If anything, Demetra has released an album at exactly the right time. Lone Migration oozes with the sounds of winter and coldness right as we’re (at least on paper) in the middle of winter.
Demetra, or Demetra Penner by full name, has emerged with her debut album and it’s a powerful one. While her meticulous arrangements, featuring piano, violin and guitar among others is stunning, her voice is what pushes the album from good to great. Rarely do I encounter such strong voices.
The album is mostly a slow burn, with songs often hypnotic and retaining imagery of ice and snow (taken from her extensive traveling). It gives the listener time to listen to all of the delicate arrangements that on occasion (like in the title track) morph several times per song.
The most obvious allusions to the arctic and winter are in the songs “Maiden of Ice” and “Arctic Sea.” The former is a dark tune that almost emanates coldness and ice. “Resurrect my body and cast away my ghost,” the song begins. “Arctic Sea” is also a mournful tune but has the added advantage of throat singing, something I had never heard until I heard this record. This comes courtesy of Nikki Komaksiutiksak, an Inuit singer who also appeared on a song with John K. Samson.

(RECORDS PROVIDED)
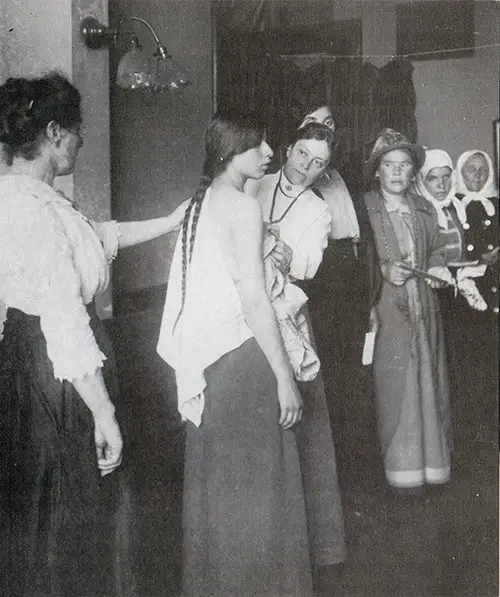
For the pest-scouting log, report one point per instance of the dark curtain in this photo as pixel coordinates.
(259, 69)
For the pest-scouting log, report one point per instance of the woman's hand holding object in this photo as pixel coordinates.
(290, 403)
(394, 273)
(108, 442)
(442, 272)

(WHAT TO WORK ON)
1 > From the Lone Migration review, write out the passage starting with "The most obvious" and going on through "John K. Samson.".
2 > Why does the Lone Migration review say the album was released at exactly the right time?
3 > Answer these questions using the Lone Migration review.
(a) Which instruments does the review name in Demetra's arrangements?
(b) Where does the album's imagery of ice and snow come from?
(c) Who provides the throat singing on "Arctic Sea"?

(THE SOLUTIONS)
1 >
The most obvious allusions to the arctic and winter are in the songs “Maiden of Ice” and “Arctic Sea.” The former is a dark tune that almost emanates coldness and ice. “Resurrect my body and cast away my ghost,” the song begins. “Arctic Sea” is also a mournful tune but has the added advantage of throat singing, something I had never heard until I heard this record. This comes courtesy of Nikki Komaksiutiksak, an Inuit singer who also appeared on a song with John K. Samson.

2 > The review says the album is full of the sounds of winter and coldness. It came out right as we are, at least on paper, in the middle of winter.

3 >
(a) Piano, violin and guitar, among others.
(b) Her extensive traveling.
(c) Nikki Komaksiutiksak, an Inuit singer.